Segment Open

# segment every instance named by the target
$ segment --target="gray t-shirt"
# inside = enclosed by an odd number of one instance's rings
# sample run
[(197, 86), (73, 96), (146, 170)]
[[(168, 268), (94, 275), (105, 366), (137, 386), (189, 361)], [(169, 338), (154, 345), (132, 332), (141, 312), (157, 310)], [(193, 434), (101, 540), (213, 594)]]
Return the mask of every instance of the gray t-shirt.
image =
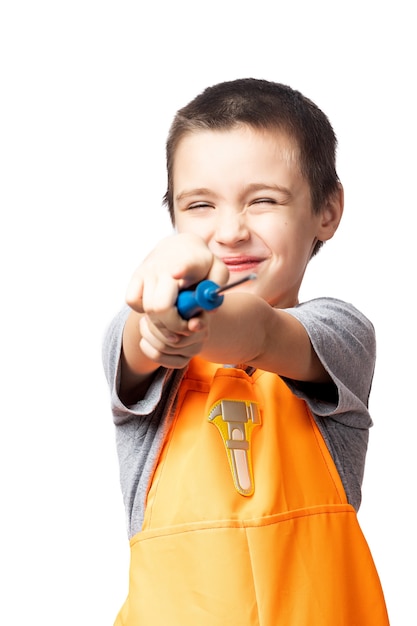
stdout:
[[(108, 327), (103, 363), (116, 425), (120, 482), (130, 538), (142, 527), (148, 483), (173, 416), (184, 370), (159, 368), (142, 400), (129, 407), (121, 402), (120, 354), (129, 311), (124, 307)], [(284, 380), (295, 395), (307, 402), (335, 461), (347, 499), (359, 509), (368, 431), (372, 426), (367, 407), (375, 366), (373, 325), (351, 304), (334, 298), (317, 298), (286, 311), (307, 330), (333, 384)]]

Segment Closed

* _EXERCISE GOAL_:
A faithful copy of the records above, without images, is what to give back.

* _ANSWER TO THIS PROBLEM_:
# segment every instance named by the target
$ segment --target="gray t-shirt"
# inside = enclosed by an odd number of one instance's rings
# sample run
[(197, 86), (73, 96), (146, 170)]
[[(168, 268), (94, 275), (105, 366), (137, 386), (189, 361)], [(169, 338), (154, 345), (132, 332), (141, 312), (157, 310)], [(193, 434), (101, 540), (213, 594)]]
Return the mask of every instance of the gray t-shirt.
image =
stdout:
[[(108, 327), (103, 363), (116, 425), (120, 482), (130, 538), (142, 527), (148, 483), (173, 416), (184, 370), (159, 368), (142, 400), (129, 407), (121, 402), (120, 354), (129, 311), (124, 307)], [(284, 380), (295, 395), (307, 402), (335, 461), (347, 499), (359, 509), (368, 431), (372, 426), (367, 407), (375, 366), (373, 325), (351, 304), (334, 298), (317, 298), (286, 311), (307, 330), (333, 384)]]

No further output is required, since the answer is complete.